Quoted text start

DocketNumber: 86
Judges: McEwen, Sole, Johnson
Filed Date: 11/7/1988
Status: Precedential
Modified Date: 10/19/2024
We are challenged to consider the proper remedy when a criminal trial transcript is not available, through no fault of the defendant, and appellate defense counsel has refused to avail himself of the provisions of Rule of Appellate Procedure 1923, providing for an agreed upon statement of the record.
Appellate counsel argues that the case should be remanded for retrial on the basis that the trial transcript is unavailable and meaningful appellate review is impossible. The Commonwealth responds that the case should be remanded for preparation of a trial transcript or for reconstruction of
After a one-day trial without jury, Robert J. Burrows was convicted on one count each of retail theft and criminal conspiracy. Motions for a new trial and in arrest of judgment were filed and denied. Burrows was sentenced to 8-y2 to 7 years’ imprisonment, the conviction for retail theft having been a third or subsequent offense. See 18 Pa.C.S. § 3929(b)(l)(iv) (third degree felony). A motion to modify sentence was denied on December 31, 1985.
Up to this point, Burrows was represented by the Public Defender, in the person of Michelle Hawk.
On January 17, 1986, Francis J. Constantine entered his appearance for Burrows and filed a notice of appeal in the court of common pleas from the judgment of sentence. The same day, new appellate counsel filed an order, dated January 16, 1986, permitting Burrows to proceed in forma pauperis on this appeal.

Quoted text end
Dataset excerpt start

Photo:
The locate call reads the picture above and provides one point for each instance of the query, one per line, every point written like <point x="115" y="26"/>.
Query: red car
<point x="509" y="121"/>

Dataset excerpt end

= Written tasks =
- 1) According to the court opinion, on what date was the motion to modify sentence denied?
- 2) Reproduce the court opinion word for word from "Up to this point, Burrows" to "on this appeal.".
- 3) Name every person the court opinion identifies by name.

= Solutions below =
- 1) December 31, 1985.

- 2)
Up to this point, Burrows was represented by the Public Defender, in the person of Michelle Hawk.
On January 17, 1986, Francis J. Constantine entered his appearance for Burrows and filed a notice of appeal in the court of common pleas from the judgment of sentence. The same day, new appellate counsel filed an order, dated January 16, 1986, permitting Burrows to proceed in forma pauperis on this appeal.

- 3) McEwen, Sole, Johnson, Robert J. Burrows, Michelle Hawk, Francis J. Constantine